- _Stated exercise_: Please convert all of the lines below into a two-column CSV with the headers input and output, one row per input. Put each input's text and its complete output into one quoted field apiece, replacing line breaks with spaces.

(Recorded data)
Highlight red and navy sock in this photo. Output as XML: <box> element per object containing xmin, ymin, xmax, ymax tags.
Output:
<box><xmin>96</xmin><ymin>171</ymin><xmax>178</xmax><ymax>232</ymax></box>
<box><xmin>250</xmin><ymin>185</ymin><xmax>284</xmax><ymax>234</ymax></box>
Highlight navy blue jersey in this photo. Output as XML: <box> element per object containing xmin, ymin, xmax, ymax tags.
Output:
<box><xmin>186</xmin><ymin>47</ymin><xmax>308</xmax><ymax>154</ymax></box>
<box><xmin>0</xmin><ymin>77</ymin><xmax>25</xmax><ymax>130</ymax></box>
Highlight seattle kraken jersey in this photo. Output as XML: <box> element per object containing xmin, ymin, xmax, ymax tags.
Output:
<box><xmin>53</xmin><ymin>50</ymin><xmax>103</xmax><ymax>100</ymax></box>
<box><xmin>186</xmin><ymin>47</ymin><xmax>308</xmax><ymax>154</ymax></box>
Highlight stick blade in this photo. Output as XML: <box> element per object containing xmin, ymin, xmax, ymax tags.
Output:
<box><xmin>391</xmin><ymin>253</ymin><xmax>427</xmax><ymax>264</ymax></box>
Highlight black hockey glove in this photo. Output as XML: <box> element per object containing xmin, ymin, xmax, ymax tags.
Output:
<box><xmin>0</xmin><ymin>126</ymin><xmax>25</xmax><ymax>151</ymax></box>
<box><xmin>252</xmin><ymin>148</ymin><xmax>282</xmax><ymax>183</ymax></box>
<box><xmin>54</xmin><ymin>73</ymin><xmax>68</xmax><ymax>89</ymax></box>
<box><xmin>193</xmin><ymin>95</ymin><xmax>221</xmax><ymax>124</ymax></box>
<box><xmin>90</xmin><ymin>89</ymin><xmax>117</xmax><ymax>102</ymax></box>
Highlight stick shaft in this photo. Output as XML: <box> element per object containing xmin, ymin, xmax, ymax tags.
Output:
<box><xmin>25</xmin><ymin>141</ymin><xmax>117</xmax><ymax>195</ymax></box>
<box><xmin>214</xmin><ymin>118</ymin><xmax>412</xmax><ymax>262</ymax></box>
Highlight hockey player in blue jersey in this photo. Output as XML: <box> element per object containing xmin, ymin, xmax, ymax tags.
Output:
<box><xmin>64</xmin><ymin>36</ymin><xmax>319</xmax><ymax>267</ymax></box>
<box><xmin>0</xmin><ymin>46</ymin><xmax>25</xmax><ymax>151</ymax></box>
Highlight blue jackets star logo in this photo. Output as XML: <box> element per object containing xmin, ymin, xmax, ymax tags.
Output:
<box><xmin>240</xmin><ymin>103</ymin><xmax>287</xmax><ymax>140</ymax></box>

- _Answer to the exercise_:
input,output
"Highlight red and navy sock in this photo. Output as XML: <box> element per object containing xmin, ymin, xmax, ymax tags. Output:","<box><xmin>96</xmin><ymin>171</ymin><xmax>178</xmax><ymax>232</ymax></box> <box><xmin>250</xmin><ymin>185</ymin><xmax>284</xmax><ymax>234</ymax></box>"
"Highlight navy blue jersey in this photo. Output as XML: <box> element per object containing xmin, ymin, xmax, ymax tags. Output:","<box><xmin>186</xmin><ymin>47</ymin><xmax>308</xmax><ymax>154</ymax></box> <box><xmin>0</xmin><ymin>77</ymin><xmax>25</xmax><ymax>130</ymax></box>"
"Highlight seattle kraken jersey in this photo. Output as XML: <box> element per object containing xmin, ymin, xmax, ymax tags. Output:","<box><xmin>53</xmin><ymin>50</ymin><xmax>103</xmax><ymax>100</ymax></box> <box><xmin>186</xmin><ymin>47</ymin><xmax>308</xmax><ymax>154</ymax></box>"
"Highlight stick blade in this photo. Output as XML: <box> element per object containing xmin, ymin, xmax, ymax tags. Output:","<box><xmin>391</xmin><ymin>253</ymin><xmax>427</xmax><ymax>264</ymax></box>"
"Highlight black hockey glove in this photo. Output as XML: <box> element per object containing xmin, ymin, xmax, ymax tags. Output:","<box><xmin>0</xmin><ymin>126</ymin><xmax>25</xmax><ymax>151</ymax></box> <box><xmin>252</xmin><ymin>148</ymin><xmax>282</xmax><ymax>183</ymax></box> <box><xmin>54</xmin><ymin>73</ymin><xmax>68</xmax><ymax>89</ymax></box> <box><xmin>193</xmin><ymin>95</ymin><xmax>221</xmax><ymax>124</ymax></box> <box><xmin>90</xmin><ymin>89</ymin><xmax>117</xmax><ymax>102</ymax></box>"
"Highlight stick shaft in this photo. Output as XML: <box> element per object containing xmin, ymin, xmax, ymax tags. Output:","<box><xmin>25</xmin><ymin>141</ymin><xmax>117</xmax><ymax>195</ymax></box> <box><xmin>214</xmin><ymin>118</ymin><xmax>412</xmax><ymax>262</ymax></box>"
"Highlight hockey player in blue jersey in this photo. Output as XML: <box> element per object containing xmin, ymin, xmax, ymax tags. Output:","<box><xmin>64</xmin><ymin>36</ymin><xmax>319</xmax><ymax>267</ymax></box> <box><xmin>0</xmin><ymin>46</ymin><xmax>25</xmax><ymax>151</ymax></box>"
"Highlight blue jackets star logo in this photo. Output as XML: <box> element per object containing xmin, ymin, xmax, ymax tags. Output:","<box><xmin>240</xmin><ymin>103</ymin><xmax>287</xmax><ymax>140</ymax></box>"